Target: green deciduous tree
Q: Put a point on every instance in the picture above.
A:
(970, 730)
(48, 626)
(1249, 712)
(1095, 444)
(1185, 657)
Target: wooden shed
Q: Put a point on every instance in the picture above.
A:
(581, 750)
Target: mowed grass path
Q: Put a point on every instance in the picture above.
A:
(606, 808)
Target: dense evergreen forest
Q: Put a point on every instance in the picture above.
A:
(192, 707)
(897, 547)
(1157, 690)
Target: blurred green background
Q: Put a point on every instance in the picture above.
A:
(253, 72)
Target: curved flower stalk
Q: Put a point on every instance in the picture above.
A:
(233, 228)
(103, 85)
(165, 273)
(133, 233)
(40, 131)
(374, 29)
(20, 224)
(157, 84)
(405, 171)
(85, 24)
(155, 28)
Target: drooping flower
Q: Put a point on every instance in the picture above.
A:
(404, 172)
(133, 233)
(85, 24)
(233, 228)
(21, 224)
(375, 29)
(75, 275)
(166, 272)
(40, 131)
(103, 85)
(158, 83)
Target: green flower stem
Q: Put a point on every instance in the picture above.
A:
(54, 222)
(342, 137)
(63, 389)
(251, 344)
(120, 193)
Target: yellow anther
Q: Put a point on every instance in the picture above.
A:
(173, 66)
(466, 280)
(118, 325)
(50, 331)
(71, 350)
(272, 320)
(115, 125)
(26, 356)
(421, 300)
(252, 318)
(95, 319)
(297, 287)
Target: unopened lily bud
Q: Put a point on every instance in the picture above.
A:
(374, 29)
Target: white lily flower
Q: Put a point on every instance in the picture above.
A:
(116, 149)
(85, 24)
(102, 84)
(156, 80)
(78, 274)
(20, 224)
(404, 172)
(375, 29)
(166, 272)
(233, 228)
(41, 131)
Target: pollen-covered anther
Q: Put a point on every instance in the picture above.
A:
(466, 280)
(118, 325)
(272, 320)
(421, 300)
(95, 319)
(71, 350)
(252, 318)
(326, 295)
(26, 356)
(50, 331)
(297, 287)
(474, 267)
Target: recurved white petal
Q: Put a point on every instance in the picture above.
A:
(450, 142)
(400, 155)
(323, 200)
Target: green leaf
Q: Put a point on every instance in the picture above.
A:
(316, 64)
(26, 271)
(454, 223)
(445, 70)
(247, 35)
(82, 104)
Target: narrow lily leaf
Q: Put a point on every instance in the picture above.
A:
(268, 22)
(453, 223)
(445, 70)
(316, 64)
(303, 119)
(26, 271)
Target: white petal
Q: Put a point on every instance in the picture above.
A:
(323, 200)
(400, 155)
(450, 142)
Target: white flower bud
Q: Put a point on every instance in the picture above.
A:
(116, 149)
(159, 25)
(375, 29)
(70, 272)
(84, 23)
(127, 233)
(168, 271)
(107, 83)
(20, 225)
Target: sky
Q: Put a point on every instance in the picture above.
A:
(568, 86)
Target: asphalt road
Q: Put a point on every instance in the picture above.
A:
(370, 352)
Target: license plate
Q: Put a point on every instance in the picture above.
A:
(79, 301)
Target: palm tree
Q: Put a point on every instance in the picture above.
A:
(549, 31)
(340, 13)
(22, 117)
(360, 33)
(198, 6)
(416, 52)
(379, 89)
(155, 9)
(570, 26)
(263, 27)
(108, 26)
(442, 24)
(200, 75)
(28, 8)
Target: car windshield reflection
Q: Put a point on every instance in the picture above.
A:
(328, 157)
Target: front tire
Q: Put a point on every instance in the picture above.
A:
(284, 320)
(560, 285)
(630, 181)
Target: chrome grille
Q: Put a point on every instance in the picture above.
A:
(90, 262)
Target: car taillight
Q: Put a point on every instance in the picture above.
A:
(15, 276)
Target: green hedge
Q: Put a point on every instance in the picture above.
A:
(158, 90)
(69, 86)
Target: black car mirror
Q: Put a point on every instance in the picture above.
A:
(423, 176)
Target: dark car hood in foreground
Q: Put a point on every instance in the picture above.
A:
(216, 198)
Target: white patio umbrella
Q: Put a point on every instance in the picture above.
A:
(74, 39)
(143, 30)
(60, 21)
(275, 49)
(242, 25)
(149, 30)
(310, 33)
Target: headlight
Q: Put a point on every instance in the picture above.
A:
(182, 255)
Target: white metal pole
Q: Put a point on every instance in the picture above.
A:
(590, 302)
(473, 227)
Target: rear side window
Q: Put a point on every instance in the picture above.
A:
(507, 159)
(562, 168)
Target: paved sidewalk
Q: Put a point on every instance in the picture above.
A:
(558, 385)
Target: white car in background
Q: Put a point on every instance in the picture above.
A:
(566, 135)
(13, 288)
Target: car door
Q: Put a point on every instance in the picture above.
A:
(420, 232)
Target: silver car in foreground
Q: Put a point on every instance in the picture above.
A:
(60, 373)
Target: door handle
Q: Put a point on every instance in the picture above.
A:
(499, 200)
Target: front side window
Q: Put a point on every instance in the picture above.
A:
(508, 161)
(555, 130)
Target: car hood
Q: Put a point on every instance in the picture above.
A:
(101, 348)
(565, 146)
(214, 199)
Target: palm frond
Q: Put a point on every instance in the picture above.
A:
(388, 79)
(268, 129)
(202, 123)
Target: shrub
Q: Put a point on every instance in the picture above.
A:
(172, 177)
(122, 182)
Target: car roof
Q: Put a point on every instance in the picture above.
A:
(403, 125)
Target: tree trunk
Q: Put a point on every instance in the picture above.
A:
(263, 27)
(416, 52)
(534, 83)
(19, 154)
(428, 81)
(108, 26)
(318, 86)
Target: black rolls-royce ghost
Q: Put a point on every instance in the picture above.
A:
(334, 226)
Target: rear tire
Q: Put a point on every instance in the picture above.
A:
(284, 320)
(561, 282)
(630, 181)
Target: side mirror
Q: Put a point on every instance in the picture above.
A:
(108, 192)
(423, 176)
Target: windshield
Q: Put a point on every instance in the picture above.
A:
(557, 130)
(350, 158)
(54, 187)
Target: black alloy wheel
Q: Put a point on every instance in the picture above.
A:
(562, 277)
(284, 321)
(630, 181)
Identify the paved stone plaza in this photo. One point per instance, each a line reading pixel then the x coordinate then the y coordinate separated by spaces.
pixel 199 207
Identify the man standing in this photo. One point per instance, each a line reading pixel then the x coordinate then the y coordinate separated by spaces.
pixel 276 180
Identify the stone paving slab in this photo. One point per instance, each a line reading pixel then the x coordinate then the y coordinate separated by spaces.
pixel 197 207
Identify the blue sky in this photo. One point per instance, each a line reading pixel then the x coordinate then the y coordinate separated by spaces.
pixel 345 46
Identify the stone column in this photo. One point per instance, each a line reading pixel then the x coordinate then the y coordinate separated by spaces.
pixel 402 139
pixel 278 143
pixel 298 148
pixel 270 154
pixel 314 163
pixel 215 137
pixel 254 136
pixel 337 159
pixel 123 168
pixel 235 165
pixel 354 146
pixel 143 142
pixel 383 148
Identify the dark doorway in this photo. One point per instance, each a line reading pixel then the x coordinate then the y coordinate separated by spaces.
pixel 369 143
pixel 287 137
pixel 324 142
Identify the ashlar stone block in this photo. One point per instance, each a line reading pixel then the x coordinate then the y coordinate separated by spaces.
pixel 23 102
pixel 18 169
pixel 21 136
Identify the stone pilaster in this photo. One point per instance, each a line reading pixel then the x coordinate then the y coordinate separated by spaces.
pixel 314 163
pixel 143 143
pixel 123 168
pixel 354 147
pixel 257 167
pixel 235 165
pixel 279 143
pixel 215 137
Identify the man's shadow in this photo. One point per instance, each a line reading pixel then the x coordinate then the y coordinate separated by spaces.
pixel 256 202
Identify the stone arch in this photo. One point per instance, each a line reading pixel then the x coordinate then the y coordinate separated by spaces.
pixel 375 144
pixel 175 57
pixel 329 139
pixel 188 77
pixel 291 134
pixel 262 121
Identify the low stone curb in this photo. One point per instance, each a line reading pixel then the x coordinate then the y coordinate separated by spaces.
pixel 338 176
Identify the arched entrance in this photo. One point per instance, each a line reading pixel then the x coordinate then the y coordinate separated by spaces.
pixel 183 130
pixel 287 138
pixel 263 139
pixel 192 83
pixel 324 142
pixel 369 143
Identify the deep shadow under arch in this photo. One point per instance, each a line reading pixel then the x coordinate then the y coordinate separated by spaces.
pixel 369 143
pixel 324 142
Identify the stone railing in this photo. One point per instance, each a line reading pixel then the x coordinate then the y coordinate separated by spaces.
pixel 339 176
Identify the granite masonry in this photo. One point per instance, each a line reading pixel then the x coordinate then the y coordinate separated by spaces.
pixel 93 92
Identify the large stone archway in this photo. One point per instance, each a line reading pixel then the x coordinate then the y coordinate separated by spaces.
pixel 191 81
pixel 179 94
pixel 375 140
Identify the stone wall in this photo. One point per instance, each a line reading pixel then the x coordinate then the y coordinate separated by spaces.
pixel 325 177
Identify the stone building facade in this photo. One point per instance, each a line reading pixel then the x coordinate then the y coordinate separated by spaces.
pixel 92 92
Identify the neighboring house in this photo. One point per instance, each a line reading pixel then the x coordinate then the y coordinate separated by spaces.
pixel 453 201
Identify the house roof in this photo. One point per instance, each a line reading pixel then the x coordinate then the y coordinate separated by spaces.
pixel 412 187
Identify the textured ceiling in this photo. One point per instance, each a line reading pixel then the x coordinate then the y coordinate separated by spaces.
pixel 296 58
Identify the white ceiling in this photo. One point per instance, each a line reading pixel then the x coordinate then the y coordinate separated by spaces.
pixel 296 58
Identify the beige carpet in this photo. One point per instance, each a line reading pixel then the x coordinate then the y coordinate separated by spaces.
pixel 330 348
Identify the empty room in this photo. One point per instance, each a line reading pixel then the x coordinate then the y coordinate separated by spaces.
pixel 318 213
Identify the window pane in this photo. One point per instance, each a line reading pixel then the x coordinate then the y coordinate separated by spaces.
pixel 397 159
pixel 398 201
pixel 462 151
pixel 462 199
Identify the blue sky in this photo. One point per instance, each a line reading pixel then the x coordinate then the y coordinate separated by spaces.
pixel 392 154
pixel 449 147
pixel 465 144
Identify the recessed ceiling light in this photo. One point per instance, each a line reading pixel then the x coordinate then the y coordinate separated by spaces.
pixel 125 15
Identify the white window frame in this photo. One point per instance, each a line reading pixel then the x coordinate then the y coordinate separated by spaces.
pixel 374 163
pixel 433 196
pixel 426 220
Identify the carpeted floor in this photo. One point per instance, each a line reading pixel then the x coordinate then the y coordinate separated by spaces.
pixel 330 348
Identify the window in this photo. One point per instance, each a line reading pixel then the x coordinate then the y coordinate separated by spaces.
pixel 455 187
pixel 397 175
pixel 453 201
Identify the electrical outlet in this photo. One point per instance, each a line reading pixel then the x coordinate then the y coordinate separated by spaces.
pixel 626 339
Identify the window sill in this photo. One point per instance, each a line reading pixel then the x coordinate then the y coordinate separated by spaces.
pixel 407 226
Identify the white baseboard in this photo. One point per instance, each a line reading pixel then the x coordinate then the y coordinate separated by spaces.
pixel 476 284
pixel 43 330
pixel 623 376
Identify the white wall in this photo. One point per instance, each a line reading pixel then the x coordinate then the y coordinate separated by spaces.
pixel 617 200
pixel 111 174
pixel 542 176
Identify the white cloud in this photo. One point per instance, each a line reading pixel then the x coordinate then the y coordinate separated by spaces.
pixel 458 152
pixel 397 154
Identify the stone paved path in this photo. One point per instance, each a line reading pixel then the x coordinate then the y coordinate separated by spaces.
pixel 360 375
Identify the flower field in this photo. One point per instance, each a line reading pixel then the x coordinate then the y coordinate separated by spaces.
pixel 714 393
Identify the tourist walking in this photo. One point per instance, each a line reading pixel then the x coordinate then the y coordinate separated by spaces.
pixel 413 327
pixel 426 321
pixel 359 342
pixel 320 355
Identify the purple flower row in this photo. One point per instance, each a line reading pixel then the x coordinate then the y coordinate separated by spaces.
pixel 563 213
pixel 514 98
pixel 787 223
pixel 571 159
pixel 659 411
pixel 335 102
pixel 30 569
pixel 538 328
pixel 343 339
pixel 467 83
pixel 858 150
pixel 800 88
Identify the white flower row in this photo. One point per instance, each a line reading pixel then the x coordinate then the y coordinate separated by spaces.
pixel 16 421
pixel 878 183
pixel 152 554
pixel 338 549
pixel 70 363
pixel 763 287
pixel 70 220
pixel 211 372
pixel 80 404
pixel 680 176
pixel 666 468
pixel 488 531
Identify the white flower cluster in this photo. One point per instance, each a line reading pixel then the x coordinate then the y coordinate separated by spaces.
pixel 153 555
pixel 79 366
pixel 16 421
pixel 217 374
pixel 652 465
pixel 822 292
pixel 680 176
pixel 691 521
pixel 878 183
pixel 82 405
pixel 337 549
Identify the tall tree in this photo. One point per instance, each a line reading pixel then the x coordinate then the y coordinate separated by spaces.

## Exercise
Whichever lines of the records above hold the word "leaf" should all be copied out.

## Answer area
Target: green leaf
Target: narrow lily leaf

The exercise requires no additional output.